Content starts

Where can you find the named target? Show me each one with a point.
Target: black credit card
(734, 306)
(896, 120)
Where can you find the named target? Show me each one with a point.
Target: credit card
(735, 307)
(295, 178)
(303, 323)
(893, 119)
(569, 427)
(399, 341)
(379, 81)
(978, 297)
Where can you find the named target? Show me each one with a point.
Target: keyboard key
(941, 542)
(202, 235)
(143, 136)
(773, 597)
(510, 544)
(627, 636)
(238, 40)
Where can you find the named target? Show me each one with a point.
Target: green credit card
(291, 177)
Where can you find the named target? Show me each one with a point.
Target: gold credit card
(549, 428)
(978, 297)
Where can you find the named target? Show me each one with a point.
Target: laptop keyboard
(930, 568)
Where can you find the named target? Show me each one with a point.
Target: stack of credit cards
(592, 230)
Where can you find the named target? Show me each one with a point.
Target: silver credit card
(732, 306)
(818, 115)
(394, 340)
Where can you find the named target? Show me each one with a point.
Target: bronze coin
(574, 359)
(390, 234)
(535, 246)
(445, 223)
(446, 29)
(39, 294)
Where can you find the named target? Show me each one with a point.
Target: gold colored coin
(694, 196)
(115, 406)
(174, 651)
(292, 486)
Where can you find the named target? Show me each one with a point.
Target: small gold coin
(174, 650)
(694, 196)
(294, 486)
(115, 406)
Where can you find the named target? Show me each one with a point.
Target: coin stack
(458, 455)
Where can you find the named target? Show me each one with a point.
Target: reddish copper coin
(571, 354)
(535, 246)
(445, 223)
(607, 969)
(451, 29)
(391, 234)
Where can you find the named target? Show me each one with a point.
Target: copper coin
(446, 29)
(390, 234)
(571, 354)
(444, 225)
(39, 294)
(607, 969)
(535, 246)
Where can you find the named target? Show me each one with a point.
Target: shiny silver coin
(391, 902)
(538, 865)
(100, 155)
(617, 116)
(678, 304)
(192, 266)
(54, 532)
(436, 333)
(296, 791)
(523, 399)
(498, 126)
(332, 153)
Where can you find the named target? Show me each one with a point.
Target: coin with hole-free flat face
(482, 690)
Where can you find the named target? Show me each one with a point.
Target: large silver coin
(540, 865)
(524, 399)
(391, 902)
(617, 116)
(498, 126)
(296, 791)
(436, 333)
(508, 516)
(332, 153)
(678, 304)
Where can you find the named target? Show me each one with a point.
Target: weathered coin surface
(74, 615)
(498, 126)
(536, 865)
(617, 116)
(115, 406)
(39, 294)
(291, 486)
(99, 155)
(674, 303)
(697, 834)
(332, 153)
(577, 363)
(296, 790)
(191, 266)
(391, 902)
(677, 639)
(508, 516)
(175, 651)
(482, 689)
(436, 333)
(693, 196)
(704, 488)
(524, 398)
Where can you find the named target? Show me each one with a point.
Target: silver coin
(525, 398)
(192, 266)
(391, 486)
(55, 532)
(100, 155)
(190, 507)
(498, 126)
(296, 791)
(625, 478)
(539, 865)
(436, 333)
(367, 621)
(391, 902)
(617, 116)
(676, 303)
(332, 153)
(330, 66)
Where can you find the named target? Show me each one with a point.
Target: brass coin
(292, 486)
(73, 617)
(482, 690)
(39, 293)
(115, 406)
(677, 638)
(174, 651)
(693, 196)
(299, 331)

Content ends

- [WHAT YOU WILL DO]:
What is needed is an exact copy of every entry.

- [RESPONSE AREA]:
Where can you find the named target? Show me each one with a point.
Target: black credit card
(734, 306)
(896, 120)
Where can you find the named target? Show me each one with a point.
Target: credit card
(735, 307)
(295, 178)
(303, 323)
(893, 119)
(569, 427)
(399, 341)
(379, 81)
(978, 297)
Where can you find the named target? Show me each one with a point.
Target: keyboard key
(941, 542)
(202, 235)
(143, 136)
(773, 597)
(510, 544)
(627, 636)
(238, 40)
Where can you find the named target? Show me each one with a point.
Target: green credit card
(291, 177)
Where can you find the named target? Show me each one with a point.
Target: gold credit card
(549, 428)
(978, 297)
Where can you find the named target? Show me each one with a point.
Target: laptop keyboard
(930, 568)
Where can you find the named target? Show me each one with a point.
Target: stack of credit cards
(592, 230)
Where can you find the named target? Show me each one with a point.
Target: silver credit card
(732, 306)
(818, 115)
(394, 340)
Where can you find the named target? Show me each one with a point.
Target: bronze coin
(574, 359)
(390, 234)
(535, 246)
(445, 223)
(446, 29)
(39, 294)
Where can you find the named target? Show me each one with a point.
Target: gold colored coin
(694, 196)
(115, 406)
(174, 651)
(292, 486)
Where can you find the named target? Show me each one with a point.
Target: small gold coin
(174, 650)
(694, 196)
(294, 486)
(115, 406)
Where can you find the named target? Show me each one with a point.
Target: coin stack
(458, 455)
Where can you find the named target? Show me each one with a point.
Target: reddish copper coin
(571, 354)
(535, 246)
(445, 223)
(607, 969)
(451, 29)
(391, 234)
Where can you find the named target? Show me each one with a point.
Target: copper coin
(446, 29)
(390, 234)
(571, 354)
(444, 225)
(39, 294)
(607, 969)
(535, 246)
Where can you find the named target? Show me each one with a point.
Target: shiny silver coin
(391, 902)
(538, 865)
(100, 155)
(617, 116)
(678, 304)
(192, 266)
(54, 532)
(436, 333)
(296, 791)
(523, 399)
(498, 126)
(332, 153)
Where can you find the named target? Show me each one with a point.
Target: coin with hole-free flat face
(482, 690)
Where can you find the named target? Show me each one with a point.
Target: large silver coin
(540, 865)
(524, 399)
(391, 902)
(617, 116)
(498, 126)
(296, 791)
(436, 333)
(508, 516)
(332, 153)
(678, 304)
Where can you find the named target? Show me each one with a point.
Target: weathered coin surface
(74, 615)
(498, 126)
(536, 865)
(617, 116)
(115, 406)
(39, 294)
(291, 486)
(99, 155)
(674, 303)
(697, 834)
(332, 153)
(577, 363)
(296, 790)
(191, 266)
(391, 902)
(677, 639)
(508, 516)
(175, 651)
(482, 689)
(436, 333)
(693, 196)
(704, 488)
(524, 398)
Where can you find the named target? Show me each one with a point.
Target: silver coin
(525, 398)
(192, 266)
(391, 486)
(55, 532)
(100, 155)
(190, 507)
(498, 126)
(296, 791)
(625, 478)
(539, 865)
(436, 333)
(367, 621)
(391, 902)
(617, 116)
(676, 303)
(332, 153)
(330, 66)
Where can you find the named target? Show me each one with a point.
Target: brass coin
(292, 486)
(73, 617)
(482, 690)
(39, 293)
(115, 406)
(677, 638)
(174, 651)
(693, 196)
(299, 331)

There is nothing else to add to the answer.